##### Input

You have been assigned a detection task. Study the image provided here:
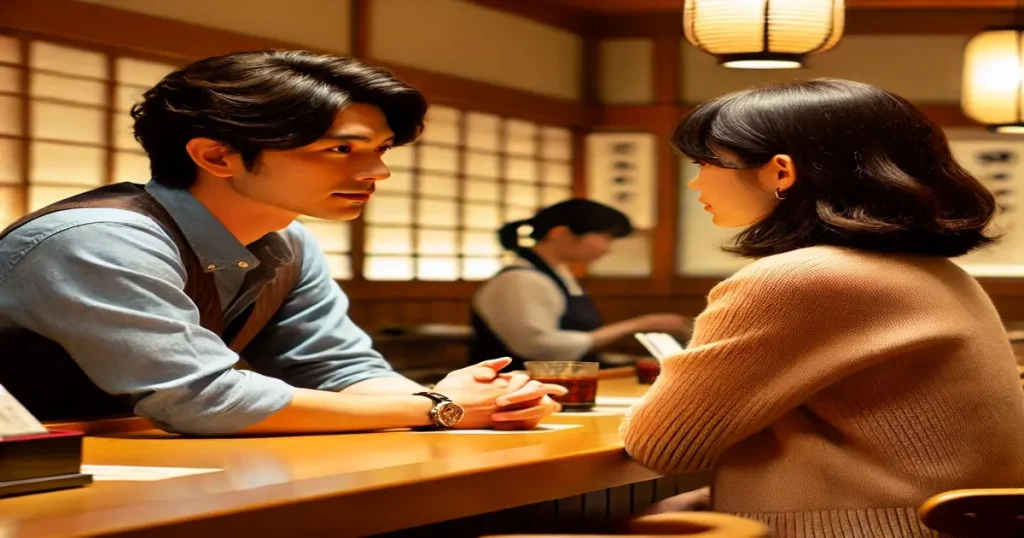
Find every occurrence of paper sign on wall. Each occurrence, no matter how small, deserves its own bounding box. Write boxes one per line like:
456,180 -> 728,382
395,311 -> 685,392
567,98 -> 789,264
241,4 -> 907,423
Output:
587,132 -> 657,230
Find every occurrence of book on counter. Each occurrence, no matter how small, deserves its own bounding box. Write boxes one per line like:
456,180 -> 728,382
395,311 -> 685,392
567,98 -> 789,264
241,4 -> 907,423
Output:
0,385 -> 92,497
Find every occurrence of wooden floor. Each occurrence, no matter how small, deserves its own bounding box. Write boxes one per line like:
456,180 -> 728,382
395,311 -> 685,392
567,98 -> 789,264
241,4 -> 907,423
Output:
0,373 -> 700,538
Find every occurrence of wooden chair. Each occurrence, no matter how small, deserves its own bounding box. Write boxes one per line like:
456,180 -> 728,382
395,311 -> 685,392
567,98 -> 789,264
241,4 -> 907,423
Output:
919,488 -> 1024,538
484,511 -> 771,538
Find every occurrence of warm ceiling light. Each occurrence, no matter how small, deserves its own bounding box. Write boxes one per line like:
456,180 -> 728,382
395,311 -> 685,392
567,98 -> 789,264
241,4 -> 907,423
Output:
961,28 -> 1024,133
683,0 -> 844,69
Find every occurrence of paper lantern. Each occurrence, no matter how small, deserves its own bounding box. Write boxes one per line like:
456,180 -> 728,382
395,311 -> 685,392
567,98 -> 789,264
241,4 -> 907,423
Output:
961,28 -> 1024,133
683,0 -> 845,69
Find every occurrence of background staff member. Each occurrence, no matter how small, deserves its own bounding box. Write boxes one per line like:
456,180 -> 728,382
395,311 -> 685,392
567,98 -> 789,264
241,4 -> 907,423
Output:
470,199 -> 689,369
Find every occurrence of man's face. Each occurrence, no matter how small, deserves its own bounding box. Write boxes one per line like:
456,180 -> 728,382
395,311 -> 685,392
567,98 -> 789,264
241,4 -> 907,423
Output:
222,102 -> 394,220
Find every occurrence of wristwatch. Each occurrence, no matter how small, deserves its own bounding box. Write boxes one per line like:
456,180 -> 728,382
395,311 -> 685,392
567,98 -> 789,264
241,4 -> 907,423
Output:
413,392 -> 465,429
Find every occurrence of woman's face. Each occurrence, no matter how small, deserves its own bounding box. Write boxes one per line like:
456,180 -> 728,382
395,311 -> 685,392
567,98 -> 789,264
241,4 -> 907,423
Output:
687,150 -> 796,227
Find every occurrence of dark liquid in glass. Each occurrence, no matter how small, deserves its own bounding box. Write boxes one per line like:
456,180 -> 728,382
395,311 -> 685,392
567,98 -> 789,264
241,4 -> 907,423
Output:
534,377 -> 597,411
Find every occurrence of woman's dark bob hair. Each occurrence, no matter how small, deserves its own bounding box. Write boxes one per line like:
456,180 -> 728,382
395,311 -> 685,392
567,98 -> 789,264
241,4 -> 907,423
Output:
673,79 -> 995,257
131,50 -> 427,189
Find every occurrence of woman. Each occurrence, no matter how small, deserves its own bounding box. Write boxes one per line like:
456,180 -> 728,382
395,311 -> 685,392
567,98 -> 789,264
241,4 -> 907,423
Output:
470,199 -> 687,370
622,80 -> 1024,537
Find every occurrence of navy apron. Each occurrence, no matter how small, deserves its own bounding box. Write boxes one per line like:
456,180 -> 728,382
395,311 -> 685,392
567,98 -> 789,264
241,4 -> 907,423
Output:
469,249 -> 604,370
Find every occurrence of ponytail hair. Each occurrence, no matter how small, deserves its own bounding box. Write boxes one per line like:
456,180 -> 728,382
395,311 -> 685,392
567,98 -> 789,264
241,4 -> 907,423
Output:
498,218 -> 534,253
498,198 -> 633,254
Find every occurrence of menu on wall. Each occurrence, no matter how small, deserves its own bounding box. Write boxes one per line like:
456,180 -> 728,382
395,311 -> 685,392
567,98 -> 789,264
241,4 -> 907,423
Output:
587,132 -> 657,230
587,132 -> 657,278
948,129 -> 1024,277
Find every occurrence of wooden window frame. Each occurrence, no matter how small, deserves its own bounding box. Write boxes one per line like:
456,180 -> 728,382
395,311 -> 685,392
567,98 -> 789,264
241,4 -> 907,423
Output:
0,0 -> 1003,305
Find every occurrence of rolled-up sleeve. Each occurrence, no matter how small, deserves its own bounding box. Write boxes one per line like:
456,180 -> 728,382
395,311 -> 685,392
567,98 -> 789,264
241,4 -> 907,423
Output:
243,223 -> 401,391
0,212 -> 295,434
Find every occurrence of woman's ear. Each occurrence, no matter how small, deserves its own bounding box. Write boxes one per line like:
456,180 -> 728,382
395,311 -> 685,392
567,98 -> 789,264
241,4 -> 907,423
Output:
758,154 -> 797,198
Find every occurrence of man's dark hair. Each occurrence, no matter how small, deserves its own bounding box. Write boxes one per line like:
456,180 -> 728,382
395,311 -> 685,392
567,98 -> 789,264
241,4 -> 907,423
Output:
131,50 -> 427,189
673,79 -> 995,257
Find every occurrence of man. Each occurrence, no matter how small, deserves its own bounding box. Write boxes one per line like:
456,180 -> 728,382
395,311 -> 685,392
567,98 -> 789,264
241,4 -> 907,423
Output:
0,51 -> 564,436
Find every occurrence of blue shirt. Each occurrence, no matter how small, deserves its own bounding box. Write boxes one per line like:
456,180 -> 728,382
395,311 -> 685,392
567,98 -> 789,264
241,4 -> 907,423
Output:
0,181 -> 399,434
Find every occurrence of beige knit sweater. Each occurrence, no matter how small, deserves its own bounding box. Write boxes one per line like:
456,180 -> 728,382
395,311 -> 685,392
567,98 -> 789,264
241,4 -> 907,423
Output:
622,247 -> 1024,537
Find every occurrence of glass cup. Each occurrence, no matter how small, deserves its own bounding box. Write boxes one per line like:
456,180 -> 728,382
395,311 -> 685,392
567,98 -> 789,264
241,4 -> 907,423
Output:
525,361 -> 599,411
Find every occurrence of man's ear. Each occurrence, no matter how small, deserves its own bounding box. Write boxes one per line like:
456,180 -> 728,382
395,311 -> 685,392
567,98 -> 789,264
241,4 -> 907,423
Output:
185,138 -> 243,177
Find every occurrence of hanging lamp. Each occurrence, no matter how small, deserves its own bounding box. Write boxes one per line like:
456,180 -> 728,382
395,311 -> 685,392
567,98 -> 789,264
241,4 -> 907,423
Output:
683,0 -> 845,69
961,1 -> 1024,133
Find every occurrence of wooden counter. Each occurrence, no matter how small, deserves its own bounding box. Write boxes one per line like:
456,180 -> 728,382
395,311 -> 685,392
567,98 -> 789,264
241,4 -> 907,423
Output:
0,377 -> 657,538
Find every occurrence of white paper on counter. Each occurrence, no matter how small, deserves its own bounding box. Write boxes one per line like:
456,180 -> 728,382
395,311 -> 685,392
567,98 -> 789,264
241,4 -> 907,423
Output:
82,465 -> 224,482
0,385 -> 48,439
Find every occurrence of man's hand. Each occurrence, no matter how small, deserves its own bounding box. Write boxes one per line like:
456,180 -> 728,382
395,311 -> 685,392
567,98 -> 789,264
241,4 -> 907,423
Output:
434,358 -> 567,429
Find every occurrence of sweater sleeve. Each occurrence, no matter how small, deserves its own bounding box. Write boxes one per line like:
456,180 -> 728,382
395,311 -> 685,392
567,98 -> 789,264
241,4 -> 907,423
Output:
621,253 -> 883,473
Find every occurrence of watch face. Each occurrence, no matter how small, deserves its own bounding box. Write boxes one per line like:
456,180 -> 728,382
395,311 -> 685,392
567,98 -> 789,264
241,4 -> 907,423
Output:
434,402 -> 464,427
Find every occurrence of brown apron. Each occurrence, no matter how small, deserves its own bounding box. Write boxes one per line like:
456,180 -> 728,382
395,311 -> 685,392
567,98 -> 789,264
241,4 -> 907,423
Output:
0,183 -> 302,420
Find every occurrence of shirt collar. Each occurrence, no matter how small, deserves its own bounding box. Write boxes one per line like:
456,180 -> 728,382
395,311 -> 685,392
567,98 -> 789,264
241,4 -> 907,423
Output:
145,181 -> 262,273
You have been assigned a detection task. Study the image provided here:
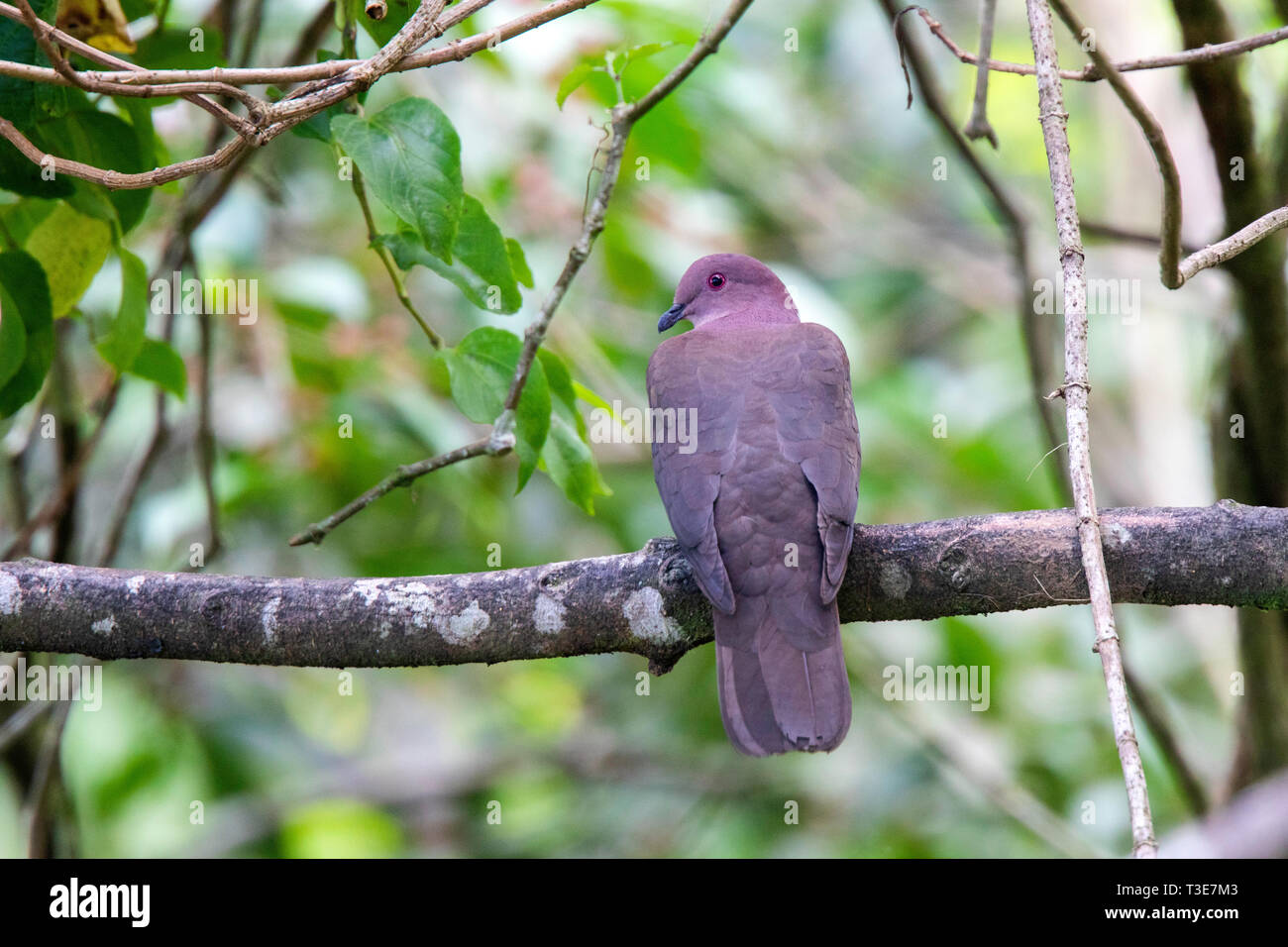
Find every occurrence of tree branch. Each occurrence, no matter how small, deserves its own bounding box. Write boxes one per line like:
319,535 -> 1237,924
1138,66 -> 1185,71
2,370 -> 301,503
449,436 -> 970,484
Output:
0,501 -> 1288,672
899,5 -> 1288,82
1025,0 -> 1158,858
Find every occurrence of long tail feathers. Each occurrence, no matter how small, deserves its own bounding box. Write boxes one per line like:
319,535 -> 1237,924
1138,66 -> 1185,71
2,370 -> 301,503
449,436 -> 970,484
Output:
715,600 -> 851,756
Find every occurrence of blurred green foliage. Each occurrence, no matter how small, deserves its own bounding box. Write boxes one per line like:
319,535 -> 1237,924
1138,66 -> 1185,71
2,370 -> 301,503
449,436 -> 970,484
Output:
0,0 -> 1272,857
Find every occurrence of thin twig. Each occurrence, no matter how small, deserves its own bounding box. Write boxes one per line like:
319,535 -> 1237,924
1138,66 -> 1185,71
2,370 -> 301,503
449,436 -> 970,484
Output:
290,437 -> 494,546
962,0 -> 997,150
1025,0 -> 1158,858
1179,206 -> 1288,284
1051,0 -> 1184,290
901,5 -> 1288,82
0,0 -> 596,189
188,246 -> 223,562
0,0 -> 265,136
1082,220 -> 1198,254
498,0 -> 752,425
0,0 -> 599,89
1124,661 -> 1211,815
22,697 -> 74,858
879,0 -> 1069,496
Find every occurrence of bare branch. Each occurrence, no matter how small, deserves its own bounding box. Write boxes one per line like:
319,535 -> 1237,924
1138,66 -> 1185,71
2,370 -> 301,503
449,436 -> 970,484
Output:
0,0 -> 596,189
290,438 -> 494,546
0,501 -> 1288,670
962,0 -> 997,150
879,0 -> 1068,493
1180,206 -> 1288,283
899,7 -> 1288,82
1051,0 -> 1182,290
1025,0 -> 1158,858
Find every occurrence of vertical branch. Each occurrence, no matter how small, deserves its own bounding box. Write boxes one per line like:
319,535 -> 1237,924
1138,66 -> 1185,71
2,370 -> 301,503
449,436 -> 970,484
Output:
877,0 -> 1069,494
1025,0 -> 1158,858
962,0 -> 997,150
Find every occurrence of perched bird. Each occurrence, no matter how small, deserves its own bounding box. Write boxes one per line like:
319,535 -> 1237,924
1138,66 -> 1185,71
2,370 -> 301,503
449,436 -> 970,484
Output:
648,254 -> 859,756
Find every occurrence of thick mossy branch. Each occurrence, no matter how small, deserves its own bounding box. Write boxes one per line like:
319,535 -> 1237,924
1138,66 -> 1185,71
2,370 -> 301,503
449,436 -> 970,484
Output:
0,501 -> 1288,670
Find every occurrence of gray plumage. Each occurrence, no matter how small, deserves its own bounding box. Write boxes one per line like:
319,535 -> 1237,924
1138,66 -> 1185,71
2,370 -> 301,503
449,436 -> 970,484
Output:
648,254 -> 859,756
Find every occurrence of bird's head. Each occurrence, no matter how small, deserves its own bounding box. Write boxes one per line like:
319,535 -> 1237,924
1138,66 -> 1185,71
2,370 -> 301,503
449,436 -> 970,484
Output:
657,254 -> 800,333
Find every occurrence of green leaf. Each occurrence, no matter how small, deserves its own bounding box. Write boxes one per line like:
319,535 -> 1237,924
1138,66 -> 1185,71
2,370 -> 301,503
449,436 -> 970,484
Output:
537,349 -> 612,515
555,60 -> 608,111
377,194 -> 531,314
541,414 -> 613,515
537,349 -> 587,438
0,0 -> 58,132
129,339 -> 188,398
94,248 -> 149,371
505,237 -> 533,290
18,200 -> 112,318
0,250 -> 54,417
572,381 -> 617,417
331,99 -> 465,263
442,326 -> 550,492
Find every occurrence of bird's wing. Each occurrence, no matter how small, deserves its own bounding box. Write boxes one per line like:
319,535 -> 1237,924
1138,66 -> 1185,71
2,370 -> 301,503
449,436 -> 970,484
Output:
648,333 -> 742,614
768,322 -> 862,604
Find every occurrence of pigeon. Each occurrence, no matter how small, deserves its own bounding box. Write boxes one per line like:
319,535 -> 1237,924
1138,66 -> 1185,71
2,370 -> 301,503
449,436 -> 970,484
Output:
648,254 -> 860,756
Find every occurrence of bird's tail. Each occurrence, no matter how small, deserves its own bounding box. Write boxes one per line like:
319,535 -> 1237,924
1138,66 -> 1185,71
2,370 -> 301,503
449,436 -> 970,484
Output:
715,596 -> 850,756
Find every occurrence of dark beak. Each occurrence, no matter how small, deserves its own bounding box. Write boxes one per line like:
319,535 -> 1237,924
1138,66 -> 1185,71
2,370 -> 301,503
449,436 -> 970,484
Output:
657,303 -> 684,333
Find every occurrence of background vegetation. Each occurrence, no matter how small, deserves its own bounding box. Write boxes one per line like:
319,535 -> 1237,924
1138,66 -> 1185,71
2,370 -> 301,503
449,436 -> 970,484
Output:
0,0 -> 1288,856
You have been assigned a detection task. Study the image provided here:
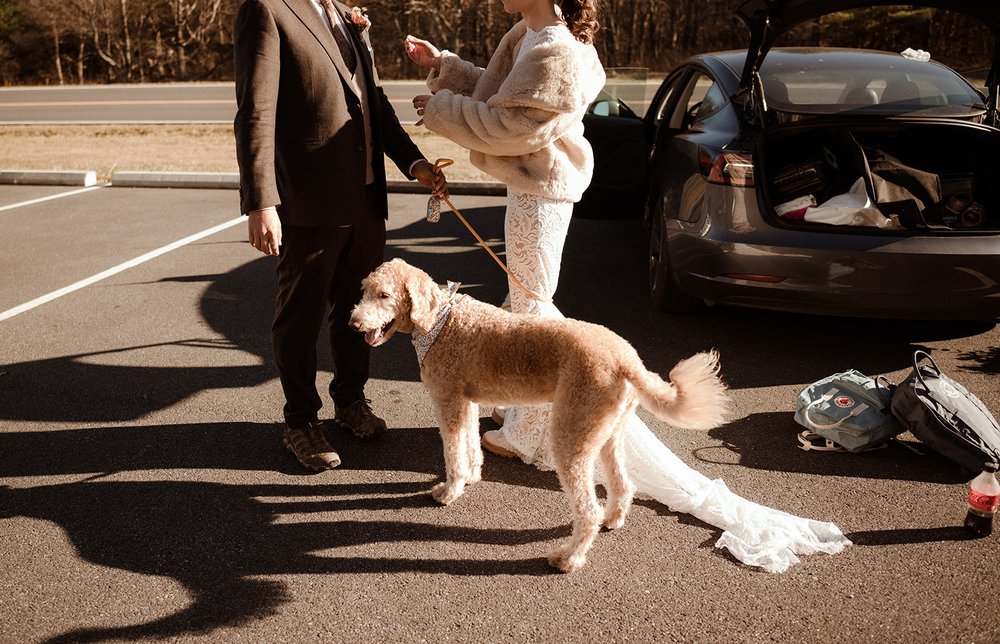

##########

### Job
Report every line of the records above that contains the string "woman". Case counts.

### Answer
Find every occurrence of woman's face. Each occurrence, no matter how small, deserves its own bounding box. Write boxes one per line like:
Find every occurrence of woman's dark bob hair. Each occurrence, no matter how small, deserves its own bounding box. Write boxes one per line like:
Find every occurrence of woman. Each occurrence, no matter how small, deserves its own bounding box. Write boxes one per line like:
Find every occurrence of woman's ear. Each occurrence, no matter how small, deserves its own bounding box. Write boxes one per line like:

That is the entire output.